((

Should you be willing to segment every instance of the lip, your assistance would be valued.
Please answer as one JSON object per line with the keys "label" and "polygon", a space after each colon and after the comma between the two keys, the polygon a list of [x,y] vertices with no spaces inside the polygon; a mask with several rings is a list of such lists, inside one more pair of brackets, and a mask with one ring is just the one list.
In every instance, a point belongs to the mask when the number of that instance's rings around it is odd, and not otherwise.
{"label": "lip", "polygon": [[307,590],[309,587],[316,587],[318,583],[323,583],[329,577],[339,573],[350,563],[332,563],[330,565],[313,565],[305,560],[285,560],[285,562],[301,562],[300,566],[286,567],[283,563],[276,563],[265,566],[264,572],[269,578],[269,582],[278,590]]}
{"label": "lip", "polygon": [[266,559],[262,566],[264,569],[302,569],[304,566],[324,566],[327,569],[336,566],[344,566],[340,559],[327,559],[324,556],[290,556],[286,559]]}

))

> [Instructions to follow]: Only the lines from the first line of the records through the one containing "Please answer as" should be reproduced, exactly, with both of them included.

> [Expected answer]:
Should you be willing to segment every instance of the lip, your assistance would be valued.
Please answer as one JSON object per line with the keys "label" and "polygon", a space after each colon and after the comma between the two keys, the polygon a list of [x,y] vertices with no spaces inside the polygon; a mask with several rings is a list of such lists, inside one more pair of brackets, and a mask with one ring is just the one list.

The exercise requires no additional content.